--- start of Material for the task ---

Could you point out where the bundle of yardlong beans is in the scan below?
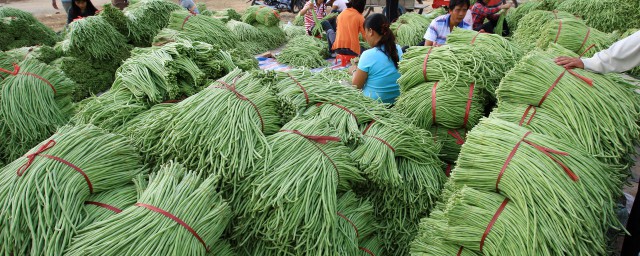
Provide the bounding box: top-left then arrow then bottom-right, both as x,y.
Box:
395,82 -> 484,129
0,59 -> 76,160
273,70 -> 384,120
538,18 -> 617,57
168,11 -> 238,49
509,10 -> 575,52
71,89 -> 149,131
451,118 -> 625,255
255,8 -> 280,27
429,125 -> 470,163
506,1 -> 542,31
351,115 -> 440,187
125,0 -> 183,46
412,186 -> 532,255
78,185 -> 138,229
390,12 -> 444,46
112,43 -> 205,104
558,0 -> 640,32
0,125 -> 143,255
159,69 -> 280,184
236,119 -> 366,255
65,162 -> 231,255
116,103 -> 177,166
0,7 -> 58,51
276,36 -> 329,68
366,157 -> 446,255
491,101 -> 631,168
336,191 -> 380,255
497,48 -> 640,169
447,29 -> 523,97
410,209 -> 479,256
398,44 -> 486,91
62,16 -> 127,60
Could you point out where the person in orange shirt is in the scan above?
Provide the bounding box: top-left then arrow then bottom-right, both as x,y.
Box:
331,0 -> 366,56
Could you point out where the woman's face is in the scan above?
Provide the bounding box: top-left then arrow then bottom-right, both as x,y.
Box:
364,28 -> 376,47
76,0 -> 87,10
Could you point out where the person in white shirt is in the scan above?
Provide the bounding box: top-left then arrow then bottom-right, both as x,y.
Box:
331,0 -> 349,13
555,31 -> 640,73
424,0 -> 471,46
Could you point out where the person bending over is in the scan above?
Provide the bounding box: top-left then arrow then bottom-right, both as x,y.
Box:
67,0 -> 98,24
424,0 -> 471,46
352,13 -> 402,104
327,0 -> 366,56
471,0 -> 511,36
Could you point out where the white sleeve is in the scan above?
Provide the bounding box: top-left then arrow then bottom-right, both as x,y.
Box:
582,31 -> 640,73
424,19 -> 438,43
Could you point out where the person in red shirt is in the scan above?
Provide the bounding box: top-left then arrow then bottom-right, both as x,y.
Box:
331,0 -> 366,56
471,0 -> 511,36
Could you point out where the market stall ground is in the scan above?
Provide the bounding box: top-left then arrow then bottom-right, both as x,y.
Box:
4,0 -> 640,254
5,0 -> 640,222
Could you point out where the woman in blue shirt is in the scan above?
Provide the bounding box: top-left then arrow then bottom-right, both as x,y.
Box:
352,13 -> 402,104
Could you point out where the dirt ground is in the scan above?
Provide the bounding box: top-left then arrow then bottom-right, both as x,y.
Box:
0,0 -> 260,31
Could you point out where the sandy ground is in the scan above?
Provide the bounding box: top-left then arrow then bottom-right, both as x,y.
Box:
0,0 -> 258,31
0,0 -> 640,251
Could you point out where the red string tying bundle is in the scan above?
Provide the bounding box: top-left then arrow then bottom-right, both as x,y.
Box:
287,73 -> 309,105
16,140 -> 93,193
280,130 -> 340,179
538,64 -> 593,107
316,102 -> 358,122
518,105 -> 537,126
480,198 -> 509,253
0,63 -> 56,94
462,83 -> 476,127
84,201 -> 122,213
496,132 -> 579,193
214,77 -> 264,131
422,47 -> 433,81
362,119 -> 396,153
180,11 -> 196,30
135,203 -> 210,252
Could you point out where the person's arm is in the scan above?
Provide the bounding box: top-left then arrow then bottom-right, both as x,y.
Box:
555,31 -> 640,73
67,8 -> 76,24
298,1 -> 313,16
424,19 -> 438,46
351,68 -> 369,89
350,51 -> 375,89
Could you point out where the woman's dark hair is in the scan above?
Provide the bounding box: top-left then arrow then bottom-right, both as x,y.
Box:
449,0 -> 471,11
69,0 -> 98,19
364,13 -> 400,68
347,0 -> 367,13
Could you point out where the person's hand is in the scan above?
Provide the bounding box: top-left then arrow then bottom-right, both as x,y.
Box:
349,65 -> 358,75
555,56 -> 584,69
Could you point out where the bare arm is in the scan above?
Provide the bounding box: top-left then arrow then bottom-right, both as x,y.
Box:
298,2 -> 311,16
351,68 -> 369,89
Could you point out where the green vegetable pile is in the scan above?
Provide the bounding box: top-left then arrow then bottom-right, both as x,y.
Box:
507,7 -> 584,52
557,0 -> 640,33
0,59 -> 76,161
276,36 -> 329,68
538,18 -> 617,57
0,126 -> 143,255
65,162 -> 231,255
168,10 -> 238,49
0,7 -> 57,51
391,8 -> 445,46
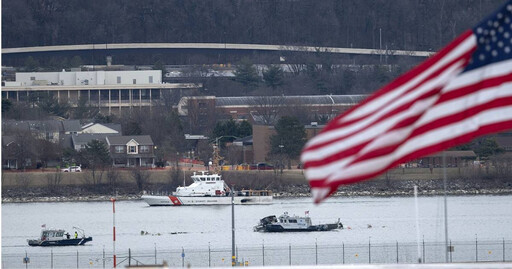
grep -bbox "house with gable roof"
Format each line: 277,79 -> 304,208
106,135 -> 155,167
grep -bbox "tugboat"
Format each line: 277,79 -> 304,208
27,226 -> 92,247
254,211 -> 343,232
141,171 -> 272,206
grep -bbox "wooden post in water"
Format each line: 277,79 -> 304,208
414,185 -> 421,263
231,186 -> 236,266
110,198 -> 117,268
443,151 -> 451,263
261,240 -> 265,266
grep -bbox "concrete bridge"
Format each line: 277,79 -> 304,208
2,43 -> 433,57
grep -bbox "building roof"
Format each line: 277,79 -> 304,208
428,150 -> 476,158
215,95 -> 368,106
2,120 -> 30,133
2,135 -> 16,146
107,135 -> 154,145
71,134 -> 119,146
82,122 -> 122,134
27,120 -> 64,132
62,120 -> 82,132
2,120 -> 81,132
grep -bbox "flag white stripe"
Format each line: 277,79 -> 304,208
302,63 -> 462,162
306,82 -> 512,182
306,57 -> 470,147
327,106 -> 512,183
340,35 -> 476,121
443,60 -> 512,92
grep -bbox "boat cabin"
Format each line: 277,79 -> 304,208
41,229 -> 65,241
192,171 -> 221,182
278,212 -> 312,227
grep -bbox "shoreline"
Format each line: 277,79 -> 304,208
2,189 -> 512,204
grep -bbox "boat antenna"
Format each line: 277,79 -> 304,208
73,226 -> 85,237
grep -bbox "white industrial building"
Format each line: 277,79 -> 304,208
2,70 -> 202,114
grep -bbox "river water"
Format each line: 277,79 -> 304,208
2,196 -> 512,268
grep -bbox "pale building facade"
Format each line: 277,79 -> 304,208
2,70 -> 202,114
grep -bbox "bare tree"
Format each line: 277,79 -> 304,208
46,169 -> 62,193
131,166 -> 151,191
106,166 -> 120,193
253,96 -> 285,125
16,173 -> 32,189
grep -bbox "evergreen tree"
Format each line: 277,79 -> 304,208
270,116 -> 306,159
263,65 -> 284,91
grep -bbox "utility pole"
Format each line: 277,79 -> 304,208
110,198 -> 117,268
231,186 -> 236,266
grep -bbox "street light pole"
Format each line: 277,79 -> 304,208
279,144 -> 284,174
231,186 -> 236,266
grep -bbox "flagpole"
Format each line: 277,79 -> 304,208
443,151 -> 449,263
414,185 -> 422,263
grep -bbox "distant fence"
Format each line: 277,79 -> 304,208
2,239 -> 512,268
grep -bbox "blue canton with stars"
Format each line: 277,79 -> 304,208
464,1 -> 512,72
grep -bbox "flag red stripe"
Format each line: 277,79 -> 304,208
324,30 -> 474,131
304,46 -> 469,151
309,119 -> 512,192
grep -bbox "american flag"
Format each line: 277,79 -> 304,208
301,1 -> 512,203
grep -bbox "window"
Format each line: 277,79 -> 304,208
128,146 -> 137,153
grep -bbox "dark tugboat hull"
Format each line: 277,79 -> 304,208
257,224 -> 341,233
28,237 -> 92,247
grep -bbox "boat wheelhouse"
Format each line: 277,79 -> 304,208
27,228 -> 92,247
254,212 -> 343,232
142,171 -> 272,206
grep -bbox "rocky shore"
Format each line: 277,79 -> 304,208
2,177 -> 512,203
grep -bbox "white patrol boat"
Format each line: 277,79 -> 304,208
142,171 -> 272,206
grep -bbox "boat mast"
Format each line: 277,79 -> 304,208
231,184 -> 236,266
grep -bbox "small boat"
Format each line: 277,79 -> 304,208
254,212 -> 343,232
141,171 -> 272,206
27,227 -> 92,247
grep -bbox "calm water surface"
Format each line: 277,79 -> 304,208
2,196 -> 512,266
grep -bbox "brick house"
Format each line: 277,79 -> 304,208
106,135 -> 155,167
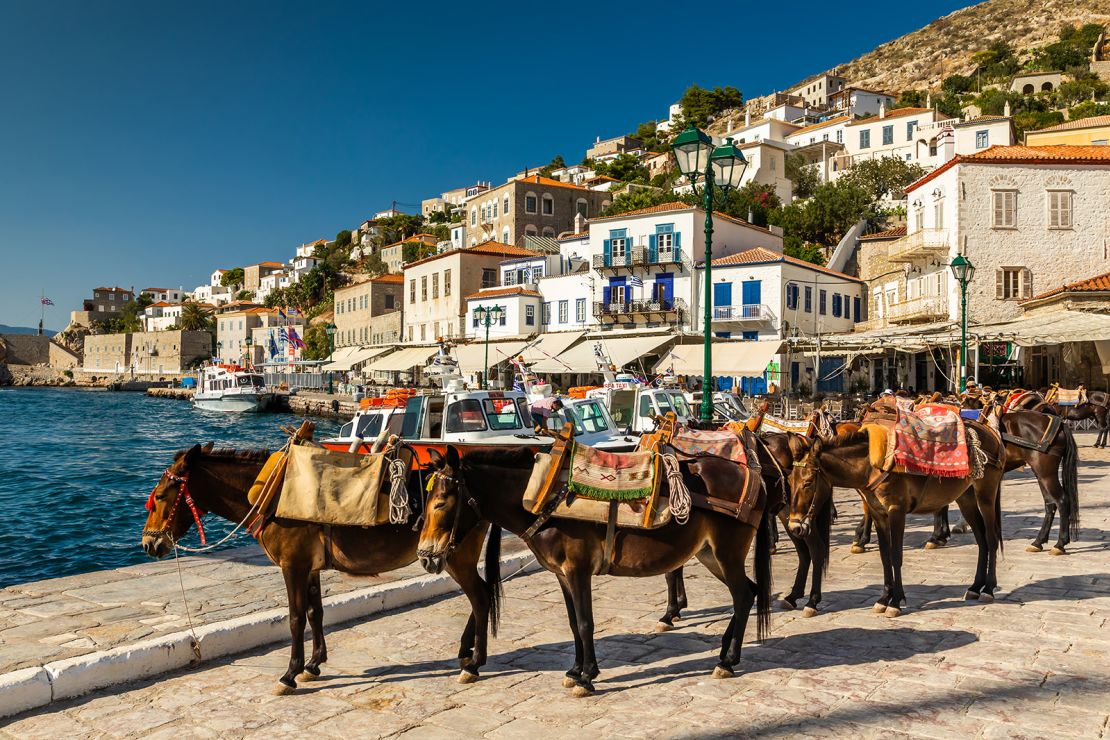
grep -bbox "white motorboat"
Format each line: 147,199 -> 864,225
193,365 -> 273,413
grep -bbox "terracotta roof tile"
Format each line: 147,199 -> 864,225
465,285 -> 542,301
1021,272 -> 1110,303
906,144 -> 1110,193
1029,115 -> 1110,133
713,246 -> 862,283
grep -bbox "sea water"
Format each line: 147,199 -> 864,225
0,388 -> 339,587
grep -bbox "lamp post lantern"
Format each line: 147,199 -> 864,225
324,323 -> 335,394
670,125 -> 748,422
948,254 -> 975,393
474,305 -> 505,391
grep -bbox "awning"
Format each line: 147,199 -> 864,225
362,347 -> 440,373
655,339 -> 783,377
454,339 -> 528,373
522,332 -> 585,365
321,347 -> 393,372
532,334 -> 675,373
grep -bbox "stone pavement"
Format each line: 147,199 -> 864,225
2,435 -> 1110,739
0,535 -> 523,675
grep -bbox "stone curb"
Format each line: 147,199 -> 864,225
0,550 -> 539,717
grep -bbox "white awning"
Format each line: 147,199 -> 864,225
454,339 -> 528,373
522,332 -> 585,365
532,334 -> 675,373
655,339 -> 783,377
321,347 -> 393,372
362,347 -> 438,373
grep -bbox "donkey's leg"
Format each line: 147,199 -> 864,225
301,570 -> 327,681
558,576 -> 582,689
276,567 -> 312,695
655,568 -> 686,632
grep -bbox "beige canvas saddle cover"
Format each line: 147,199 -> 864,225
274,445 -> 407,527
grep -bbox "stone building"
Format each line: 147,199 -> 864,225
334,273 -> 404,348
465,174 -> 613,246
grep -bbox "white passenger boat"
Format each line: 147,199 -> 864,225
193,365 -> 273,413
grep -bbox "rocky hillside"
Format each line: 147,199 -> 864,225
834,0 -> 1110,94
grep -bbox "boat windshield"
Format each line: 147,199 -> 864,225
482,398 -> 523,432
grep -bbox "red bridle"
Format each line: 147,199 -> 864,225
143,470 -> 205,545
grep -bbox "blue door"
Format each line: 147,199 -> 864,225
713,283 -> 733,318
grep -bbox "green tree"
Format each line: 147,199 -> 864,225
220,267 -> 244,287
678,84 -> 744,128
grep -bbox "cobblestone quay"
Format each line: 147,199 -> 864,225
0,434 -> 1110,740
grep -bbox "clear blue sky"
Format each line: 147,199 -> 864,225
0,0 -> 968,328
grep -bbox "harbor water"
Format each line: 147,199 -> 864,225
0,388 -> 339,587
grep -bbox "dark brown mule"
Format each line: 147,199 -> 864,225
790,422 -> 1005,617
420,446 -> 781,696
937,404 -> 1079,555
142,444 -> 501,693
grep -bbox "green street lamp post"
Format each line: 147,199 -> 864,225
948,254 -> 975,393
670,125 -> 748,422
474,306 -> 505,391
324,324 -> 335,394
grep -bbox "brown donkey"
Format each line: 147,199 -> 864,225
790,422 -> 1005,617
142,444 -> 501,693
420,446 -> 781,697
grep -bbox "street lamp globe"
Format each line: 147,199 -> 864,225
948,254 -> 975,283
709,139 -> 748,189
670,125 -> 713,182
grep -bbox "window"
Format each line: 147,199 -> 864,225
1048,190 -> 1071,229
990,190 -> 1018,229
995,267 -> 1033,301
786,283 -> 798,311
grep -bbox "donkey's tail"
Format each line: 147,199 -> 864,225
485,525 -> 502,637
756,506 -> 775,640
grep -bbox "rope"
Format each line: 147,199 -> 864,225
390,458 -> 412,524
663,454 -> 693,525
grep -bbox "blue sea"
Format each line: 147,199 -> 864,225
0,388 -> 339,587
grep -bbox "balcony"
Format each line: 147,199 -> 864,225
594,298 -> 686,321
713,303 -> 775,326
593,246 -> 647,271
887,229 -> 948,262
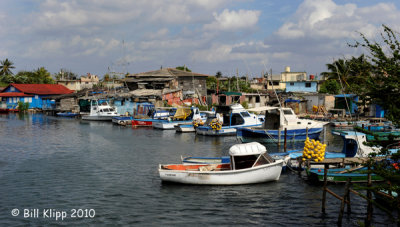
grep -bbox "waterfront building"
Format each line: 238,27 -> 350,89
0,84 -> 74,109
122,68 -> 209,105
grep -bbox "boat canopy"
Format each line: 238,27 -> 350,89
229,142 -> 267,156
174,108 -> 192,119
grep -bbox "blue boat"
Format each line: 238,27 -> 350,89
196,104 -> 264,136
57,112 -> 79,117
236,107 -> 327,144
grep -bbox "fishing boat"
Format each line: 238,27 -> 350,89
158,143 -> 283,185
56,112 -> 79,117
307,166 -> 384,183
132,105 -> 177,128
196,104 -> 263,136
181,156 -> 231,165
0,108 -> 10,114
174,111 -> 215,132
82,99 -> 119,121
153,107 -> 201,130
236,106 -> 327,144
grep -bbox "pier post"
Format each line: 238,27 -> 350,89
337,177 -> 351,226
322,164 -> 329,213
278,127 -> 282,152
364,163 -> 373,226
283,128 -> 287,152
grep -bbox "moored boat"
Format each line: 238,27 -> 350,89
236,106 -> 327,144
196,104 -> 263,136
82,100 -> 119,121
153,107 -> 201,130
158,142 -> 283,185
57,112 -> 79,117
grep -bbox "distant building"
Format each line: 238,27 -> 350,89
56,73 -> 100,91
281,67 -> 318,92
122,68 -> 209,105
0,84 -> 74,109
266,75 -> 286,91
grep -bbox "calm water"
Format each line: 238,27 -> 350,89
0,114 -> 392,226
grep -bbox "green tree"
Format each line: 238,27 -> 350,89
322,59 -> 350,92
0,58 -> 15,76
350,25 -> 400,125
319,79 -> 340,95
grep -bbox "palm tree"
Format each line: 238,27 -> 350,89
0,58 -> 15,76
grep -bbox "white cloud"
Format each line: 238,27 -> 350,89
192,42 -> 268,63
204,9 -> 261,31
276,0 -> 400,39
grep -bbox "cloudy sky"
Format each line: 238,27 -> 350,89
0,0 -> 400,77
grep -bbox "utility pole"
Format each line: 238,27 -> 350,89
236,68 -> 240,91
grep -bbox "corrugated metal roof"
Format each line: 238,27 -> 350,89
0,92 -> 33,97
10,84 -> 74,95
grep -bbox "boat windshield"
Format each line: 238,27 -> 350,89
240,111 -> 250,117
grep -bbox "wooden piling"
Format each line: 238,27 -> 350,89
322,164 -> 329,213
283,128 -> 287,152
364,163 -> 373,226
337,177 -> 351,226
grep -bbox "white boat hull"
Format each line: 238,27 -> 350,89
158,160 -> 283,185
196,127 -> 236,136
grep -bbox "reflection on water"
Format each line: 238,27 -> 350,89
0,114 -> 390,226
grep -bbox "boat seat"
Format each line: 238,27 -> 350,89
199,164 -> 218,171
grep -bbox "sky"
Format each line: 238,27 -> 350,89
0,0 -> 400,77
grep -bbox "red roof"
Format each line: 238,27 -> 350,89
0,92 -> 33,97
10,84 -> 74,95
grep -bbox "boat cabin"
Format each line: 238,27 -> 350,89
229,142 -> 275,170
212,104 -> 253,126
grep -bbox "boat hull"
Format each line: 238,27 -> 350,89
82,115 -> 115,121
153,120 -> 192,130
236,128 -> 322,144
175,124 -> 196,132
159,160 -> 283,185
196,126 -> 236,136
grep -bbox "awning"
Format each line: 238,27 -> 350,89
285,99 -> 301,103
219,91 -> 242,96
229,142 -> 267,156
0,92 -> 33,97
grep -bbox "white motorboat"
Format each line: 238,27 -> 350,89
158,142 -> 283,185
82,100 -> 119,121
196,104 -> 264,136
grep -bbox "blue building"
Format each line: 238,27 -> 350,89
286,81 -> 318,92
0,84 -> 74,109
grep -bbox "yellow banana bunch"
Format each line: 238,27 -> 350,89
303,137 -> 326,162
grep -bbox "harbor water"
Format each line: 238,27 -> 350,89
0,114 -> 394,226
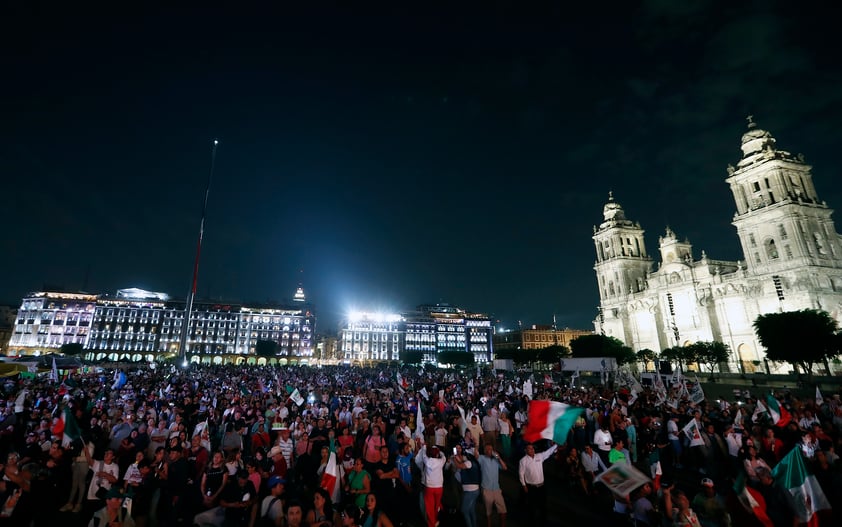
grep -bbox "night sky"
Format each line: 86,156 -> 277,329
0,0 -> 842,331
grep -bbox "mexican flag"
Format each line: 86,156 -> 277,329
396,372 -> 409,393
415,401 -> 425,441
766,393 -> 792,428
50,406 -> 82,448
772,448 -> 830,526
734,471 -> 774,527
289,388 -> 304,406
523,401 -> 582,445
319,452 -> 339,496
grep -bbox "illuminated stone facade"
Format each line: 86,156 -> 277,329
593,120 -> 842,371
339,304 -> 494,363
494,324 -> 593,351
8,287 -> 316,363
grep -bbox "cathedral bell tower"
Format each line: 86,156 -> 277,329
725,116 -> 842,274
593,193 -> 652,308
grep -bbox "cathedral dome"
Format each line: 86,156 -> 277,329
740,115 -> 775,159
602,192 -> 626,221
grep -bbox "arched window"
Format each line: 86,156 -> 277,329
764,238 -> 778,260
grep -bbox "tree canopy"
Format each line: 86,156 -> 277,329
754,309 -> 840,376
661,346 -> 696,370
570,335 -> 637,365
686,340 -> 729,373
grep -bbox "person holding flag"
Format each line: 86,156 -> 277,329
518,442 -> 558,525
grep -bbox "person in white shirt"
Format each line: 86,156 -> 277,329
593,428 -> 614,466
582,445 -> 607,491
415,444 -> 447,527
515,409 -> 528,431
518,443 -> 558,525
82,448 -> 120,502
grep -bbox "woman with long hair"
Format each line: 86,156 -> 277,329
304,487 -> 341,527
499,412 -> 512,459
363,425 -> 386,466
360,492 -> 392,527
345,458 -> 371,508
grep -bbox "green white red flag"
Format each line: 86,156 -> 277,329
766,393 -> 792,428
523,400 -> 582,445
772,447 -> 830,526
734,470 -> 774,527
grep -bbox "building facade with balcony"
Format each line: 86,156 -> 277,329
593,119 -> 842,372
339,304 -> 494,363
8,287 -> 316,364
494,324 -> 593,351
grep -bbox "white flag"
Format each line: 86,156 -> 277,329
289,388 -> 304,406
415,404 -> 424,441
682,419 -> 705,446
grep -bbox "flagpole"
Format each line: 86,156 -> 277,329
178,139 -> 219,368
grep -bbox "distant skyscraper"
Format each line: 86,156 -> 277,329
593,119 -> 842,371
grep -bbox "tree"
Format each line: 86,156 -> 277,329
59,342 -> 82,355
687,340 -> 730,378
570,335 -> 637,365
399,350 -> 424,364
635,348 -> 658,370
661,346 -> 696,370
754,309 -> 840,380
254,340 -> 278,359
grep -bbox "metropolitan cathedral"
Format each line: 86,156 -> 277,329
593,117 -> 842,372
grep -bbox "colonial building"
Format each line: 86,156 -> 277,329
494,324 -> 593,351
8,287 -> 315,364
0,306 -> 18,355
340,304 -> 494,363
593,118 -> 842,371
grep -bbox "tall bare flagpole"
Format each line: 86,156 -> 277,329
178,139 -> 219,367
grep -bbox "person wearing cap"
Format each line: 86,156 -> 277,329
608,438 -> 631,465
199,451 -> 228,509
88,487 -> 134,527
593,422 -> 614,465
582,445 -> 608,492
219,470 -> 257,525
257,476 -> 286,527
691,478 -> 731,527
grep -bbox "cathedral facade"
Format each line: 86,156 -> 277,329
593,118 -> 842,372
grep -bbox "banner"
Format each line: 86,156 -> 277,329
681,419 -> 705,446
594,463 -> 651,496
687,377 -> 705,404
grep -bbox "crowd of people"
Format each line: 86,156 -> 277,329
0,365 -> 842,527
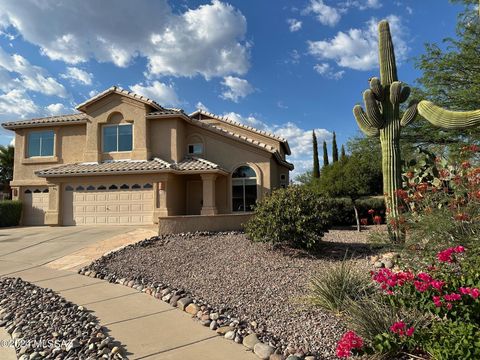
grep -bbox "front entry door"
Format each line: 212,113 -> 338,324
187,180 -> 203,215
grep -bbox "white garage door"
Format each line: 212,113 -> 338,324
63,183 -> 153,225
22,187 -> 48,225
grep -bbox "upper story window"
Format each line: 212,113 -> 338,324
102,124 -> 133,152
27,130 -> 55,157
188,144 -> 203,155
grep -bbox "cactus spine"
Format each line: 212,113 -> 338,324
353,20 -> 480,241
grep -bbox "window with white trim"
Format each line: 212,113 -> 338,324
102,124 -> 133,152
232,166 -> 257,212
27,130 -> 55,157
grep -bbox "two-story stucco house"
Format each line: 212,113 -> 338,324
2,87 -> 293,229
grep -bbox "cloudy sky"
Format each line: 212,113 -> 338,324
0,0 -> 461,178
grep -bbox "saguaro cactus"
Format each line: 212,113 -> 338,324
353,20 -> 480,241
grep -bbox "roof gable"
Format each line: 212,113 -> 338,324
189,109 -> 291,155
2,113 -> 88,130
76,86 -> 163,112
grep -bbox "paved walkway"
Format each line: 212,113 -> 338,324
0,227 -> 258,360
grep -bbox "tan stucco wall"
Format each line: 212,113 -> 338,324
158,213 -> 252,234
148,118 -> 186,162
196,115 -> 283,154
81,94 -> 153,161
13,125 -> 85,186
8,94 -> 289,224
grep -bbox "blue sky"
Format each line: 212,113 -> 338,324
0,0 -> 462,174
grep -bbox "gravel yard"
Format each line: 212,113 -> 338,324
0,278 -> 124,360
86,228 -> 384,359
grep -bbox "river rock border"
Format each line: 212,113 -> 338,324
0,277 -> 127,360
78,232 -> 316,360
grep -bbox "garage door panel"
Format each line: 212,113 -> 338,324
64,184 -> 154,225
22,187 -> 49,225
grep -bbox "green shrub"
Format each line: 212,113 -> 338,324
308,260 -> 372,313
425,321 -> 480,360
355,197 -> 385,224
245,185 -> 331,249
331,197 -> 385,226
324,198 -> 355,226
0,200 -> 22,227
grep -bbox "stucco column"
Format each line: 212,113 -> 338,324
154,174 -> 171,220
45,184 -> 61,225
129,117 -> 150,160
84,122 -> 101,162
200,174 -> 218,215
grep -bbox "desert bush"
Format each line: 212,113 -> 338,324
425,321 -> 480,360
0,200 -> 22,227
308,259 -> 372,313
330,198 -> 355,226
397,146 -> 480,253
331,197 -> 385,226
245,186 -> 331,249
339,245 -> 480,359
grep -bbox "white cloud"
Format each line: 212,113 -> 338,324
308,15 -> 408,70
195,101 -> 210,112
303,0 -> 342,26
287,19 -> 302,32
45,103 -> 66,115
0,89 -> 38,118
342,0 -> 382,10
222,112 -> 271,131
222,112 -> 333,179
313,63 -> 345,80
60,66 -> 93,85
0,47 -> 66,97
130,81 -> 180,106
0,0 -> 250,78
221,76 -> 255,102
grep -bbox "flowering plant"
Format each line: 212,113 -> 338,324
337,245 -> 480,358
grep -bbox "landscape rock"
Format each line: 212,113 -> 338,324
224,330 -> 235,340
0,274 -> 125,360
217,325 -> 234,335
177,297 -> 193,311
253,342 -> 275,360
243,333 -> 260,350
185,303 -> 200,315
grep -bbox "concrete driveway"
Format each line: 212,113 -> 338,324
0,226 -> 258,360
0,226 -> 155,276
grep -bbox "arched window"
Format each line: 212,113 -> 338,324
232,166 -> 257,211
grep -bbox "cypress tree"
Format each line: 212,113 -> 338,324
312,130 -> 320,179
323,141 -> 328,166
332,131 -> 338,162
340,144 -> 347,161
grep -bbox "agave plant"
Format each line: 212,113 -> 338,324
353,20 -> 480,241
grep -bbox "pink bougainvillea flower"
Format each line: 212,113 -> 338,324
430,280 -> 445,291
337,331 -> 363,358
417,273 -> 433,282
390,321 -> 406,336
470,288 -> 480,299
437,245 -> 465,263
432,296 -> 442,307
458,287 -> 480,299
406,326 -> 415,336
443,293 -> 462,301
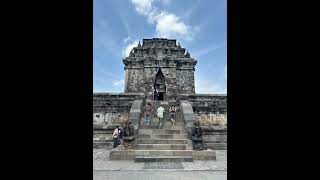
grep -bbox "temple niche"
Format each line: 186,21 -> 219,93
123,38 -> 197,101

--- end of Material for the task ---

== Set problem ==
Copy the lines from the start of the records through the line containing "0,125 -> 143,255" as a numbered list, skipping blank lines and leaving out the pictures.

== Answer to the task ==
1. Could you point out where the bundle of yardlong beans is in the scan below?
2. Provide the bounding box: top-left then arrow then bottom-right, both as x,y.
3. Box:
4. 395,82 -> 484,129
5. 0,59 -> 76,160
6. 273,70 -> 384,120
7. 538,18 -> 617,57
8. 168,11 -> 238,49
9. 509,10 -> 575,52
10. 71,89 -> 149,131
11. 451,118 -> 625,255
12. 255,8 -> 280,27
13. 429,125 -> 470,163
14. 506,1 -> 542,31
15. 351,115 -> 440,187
16. 125,0 -> 183,46
17. 412,186 -> 532,255
18. 78,185 -> 138,229
19. 390,12 -> 444,46
20. 112,43 -> 205,104
21. 558,0 -> 640,32
22. 0,125 -> 143,255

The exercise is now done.